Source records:

BEGIN

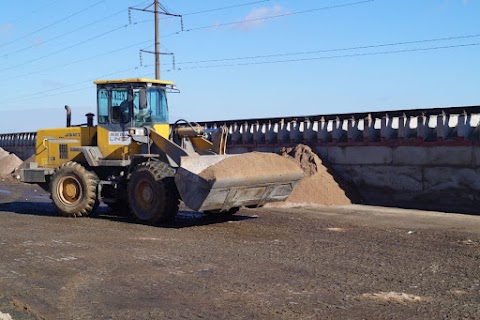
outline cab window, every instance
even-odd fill
[[[97,93],[98,97],[98,122],[107,123],[108,121],[108,91],[100,89]]]
[[[148,102],[155,123],[168,123],[168,107],[165,91],[157,88],[148,89]]]
[[[116,88],[111,91],[112,122],[125,123],[130,121],[130,101],[127,88]]]
[[[143,90],[143,89],[142,89]],[[168,123],[168,108],[165,91],[157,88],[147,90],[146,105],[140,105],[141,90],[134,90],[133,116],[136,127],[152,125],[153,123]]]

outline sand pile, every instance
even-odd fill
[[[13,153],[9,153],[0,148],[0,178],[10,178],[11,174],[23,163],[23,161]]]
[[[322,160],[305,145],[282,148],[280,155],[251,152],[223,159],[199,173],[206,180],[252,177],[280,177],[303,172],[303,178],[287,199],[287,204],[347,205],[360,198],[344,180],[332,176]],[[272,203],[271,205],[275,205]],[[278,203],[282,205],[282,203]]]
[[[301,174],[298,166],[278,154],[251,152],[225,158],[208,167],[199,176],[206,180],[241,177],[268,177]]]
[[[293,160],[305,174],[287,203],[346,205],[358,202],[355,192],[342,179],[332,176],[310,147],[299,144],[293,148],[282,148],[280,154]]]

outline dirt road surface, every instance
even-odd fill
[[[0,183],[0,319],[480,319],[479,301],[480,216],[263,208],[165,228],[58,217]]]

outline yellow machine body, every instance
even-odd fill
[[[71,126],[66,106],[67,127],[39,130],[35,163],[20,171],[21,181],[49,188],[63,215],[89,215],[103,201],[154,222],[174,217],[179,199],[197,211],[232,212],[285,200],[303,175],[278,155],[226,155],[226,127],[170,125],[171,81],[95,83],[98,124],[87,114],[87,124]]]
[[[131,78],[120,80],[97,80],[97,86],[126,86],[136,84],[142,86],[159,85],[173,86],[173,82],[165,80]],[[131,100],[133,100],[130,97]],[[108,118],[112,108],[108,106]],[[106,119],[108,119],[106,118]],[[111,119],[109,119],[111,120]],[[155,130],[160,136],[168,139],[170,134],[170,125],[168,118],[166,123],[151,123],[150,128]],[[107,121],[106,121],[107,122]],[[39,167],[57,168],[67,161],[76,161],[85,163],[86,159],[81,151],[72,151],[72,148],[95,146],[98,147],[102,159],[105,160],[128,160],[134,155],[142,152],[141,144],[135,142],[130,137],[129,129],[131,124],[126,122],[121,124],[121,128],[111,127],[108,124],[98,126],[71,126],[67,128],[41,129],[37,132],[35,162]]]
[[[72,147],[95,145],[96,127],[40,129],[37,132],[35,162],[40,167],[57,168],[67,161],[85,162],[84,156]]]

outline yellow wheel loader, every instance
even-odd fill
[[[80,217],[103,201],[143,222],[175,218],[179,201],[200,212],[235,212],[285,200],[302,171],[273,154],[226,155],[225,128],[169,124],[167,91],[154,79],[97,80],[97,122],[37,132],[35,162],[20,180],[48,190],[58,212]],[[272,169],[273,168],[273,169]]]

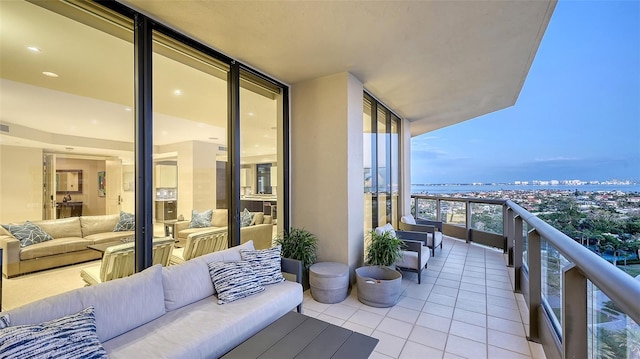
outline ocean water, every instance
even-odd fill
[[[452,194],[469,192],[494,192],[494,191],[538,191],[557,190],[580,192],[636,192],[640,194],[640,184],[585,184],[585,185],[514,185],[514,184],[447,184],[447,185],[411,185],[412,194]]]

END

** Aim of the task **
Reproduce every line from the entries that holds the word "instance".

** Exercise result **
outline cab window, every instance
outline sand pile, every instance
outline dirt road surface, every instance
outline yellow machine body, every instance
outline yellow wheel loader, every instance
outline ocean water, every instance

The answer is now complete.